>> BEGIN EXTRACTED ENTRIES

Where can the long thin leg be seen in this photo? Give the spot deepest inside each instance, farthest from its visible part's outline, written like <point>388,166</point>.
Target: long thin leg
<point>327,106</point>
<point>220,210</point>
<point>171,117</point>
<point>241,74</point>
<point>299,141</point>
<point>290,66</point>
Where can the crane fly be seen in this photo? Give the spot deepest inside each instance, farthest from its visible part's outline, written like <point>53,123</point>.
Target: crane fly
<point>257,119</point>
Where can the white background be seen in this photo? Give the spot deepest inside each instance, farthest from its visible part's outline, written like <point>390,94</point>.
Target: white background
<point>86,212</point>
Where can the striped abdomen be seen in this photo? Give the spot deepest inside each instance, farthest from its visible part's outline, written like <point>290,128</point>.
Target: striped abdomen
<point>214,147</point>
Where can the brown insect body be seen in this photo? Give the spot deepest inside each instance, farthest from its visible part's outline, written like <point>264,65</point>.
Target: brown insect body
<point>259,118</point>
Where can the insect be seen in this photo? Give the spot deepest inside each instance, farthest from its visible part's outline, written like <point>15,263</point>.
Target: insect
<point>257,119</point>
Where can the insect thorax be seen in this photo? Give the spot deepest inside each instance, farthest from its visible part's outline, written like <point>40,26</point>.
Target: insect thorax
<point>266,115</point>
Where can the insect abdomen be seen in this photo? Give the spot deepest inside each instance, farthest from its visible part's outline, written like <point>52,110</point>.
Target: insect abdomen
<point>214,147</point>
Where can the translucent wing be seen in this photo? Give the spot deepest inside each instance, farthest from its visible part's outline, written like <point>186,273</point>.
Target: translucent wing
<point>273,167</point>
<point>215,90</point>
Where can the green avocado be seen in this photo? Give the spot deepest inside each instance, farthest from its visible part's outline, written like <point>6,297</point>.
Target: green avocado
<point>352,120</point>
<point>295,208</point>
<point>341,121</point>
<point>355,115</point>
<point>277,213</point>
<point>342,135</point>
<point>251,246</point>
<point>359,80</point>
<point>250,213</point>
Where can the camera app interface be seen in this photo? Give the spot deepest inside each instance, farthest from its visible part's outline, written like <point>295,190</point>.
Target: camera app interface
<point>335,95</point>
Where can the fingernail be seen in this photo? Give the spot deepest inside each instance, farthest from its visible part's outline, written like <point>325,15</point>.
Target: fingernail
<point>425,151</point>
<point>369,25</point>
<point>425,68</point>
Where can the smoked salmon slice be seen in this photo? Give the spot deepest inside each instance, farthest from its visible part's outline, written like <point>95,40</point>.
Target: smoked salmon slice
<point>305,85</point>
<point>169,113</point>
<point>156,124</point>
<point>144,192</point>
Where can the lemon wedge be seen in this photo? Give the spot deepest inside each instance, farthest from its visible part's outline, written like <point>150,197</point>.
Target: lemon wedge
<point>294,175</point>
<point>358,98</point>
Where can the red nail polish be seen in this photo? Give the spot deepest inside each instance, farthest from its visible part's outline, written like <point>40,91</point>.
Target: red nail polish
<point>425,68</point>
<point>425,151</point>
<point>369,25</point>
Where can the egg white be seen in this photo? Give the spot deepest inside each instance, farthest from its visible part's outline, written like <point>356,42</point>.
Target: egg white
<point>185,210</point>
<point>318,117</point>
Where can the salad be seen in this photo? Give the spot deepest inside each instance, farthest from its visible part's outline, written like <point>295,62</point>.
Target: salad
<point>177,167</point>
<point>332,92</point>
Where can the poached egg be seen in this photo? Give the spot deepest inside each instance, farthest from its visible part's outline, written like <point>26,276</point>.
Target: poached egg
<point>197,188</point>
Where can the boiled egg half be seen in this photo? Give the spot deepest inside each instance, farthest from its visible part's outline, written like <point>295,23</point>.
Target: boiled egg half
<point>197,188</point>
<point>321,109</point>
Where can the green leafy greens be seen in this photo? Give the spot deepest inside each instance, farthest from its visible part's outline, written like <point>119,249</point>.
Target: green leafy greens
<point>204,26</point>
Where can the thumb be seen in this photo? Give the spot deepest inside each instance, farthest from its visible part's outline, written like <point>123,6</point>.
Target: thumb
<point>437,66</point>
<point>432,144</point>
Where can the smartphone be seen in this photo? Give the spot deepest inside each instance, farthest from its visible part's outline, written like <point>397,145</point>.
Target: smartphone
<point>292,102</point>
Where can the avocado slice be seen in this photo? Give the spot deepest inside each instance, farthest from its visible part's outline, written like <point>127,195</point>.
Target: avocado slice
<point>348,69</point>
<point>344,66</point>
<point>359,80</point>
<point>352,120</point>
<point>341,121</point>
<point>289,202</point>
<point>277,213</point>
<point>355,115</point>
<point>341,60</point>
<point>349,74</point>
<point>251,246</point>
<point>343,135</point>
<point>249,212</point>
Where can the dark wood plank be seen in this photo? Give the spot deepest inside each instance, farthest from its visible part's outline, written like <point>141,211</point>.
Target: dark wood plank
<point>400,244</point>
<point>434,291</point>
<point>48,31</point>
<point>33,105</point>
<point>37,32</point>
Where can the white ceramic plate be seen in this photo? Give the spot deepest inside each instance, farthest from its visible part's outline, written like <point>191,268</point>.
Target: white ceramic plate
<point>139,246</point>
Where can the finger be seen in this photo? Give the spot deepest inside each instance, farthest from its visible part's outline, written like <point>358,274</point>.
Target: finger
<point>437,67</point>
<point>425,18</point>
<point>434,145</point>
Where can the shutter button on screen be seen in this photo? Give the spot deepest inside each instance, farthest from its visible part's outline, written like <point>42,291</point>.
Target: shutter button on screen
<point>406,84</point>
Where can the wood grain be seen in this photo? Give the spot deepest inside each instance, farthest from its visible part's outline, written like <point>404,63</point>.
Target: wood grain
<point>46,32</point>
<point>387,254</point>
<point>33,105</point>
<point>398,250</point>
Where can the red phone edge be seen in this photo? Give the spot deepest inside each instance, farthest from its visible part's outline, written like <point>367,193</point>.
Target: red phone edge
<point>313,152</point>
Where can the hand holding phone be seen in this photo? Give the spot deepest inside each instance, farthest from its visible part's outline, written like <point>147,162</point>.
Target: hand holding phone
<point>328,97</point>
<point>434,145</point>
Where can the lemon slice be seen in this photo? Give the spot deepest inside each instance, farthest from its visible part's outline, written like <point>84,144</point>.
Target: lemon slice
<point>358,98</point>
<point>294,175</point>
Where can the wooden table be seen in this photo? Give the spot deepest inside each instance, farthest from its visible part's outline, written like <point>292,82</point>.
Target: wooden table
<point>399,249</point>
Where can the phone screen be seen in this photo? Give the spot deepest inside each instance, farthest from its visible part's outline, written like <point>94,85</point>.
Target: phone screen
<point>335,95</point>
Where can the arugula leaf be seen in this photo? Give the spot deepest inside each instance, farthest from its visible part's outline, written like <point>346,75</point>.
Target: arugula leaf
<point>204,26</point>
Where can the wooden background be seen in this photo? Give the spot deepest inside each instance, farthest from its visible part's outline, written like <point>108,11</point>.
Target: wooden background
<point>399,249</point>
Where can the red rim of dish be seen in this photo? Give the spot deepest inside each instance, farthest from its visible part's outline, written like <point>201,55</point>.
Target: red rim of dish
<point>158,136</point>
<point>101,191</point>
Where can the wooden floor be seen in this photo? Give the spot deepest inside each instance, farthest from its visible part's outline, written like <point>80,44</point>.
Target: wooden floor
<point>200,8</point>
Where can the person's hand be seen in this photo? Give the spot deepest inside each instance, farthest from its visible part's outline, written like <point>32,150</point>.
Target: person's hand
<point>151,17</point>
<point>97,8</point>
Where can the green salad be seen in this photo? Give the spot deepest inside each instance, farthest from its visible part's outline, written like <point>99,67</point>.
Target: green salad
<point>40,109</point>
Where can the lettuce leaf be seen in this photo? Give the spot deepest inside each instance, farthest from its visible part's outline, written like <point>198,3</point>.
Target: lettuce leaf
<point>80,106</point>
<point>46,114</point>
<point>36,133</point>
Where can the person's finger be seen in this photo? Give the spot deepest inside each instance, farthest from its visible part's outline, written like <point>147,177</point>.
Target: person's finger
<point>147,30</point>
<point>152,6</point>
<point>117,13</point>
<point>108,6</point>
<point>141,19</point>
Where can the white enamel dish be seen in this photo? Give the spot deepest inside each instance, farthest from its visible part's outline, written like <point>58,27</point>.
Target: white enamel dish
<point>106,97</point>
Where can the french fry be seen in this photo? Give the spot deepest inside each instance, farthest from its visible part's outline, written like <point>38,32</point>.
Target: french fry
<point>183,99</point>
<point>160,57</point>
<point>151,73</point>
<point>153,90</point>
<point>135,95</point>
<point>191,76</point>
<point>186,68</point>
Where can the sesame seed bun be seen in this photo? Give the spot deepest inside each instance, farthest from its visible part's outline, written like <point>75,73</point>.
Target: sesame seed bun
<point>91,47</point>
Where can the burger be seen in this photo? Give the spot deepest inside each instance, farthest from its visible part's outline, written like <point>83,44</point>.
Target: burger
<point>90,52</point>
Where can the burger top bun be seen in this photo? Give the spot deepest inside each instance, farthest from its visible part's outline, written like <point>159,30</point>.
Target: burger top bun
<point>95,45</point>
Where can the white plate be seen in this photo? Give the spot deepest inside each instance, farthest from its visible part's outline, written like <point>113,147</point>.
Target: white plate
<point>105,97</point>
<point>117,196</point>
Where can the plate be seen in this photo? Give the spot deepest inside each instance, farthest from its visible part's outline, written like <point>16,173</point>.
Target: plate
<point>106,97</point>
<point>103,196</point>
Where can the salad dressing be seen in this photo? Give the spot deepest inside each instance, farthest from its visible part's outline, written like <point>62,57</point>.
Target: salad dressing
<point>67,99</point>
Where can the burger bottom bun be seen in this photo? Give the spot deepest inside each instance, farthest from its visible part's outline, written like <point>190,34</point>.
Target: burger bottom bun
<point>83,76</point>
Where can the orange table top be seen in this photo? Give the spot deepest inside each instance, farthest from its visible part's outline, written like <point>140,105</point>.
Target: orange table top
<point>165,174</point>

>> END EXTRACTED ENTRIES

- WHAT YOU NEED TO DO -
Rescale the lines from the one containing "Where can the burger bottom" up to and including the one containing "<point>83,76</point>", copying each line in full with the requests kept. Multiply every answer coordinate by 0.3 and round it to a whole number, halves up, but leave the sample coordinates inside the requests unchanged.

- RESPONSE BELOW -
Where can the burger bottom bun be seen in this photo? Give the spot deepest inside each instance, farthest from its visible part's outline, written like <point>190,34</point>.
Target: burger bottom bun
<point>25,23</point>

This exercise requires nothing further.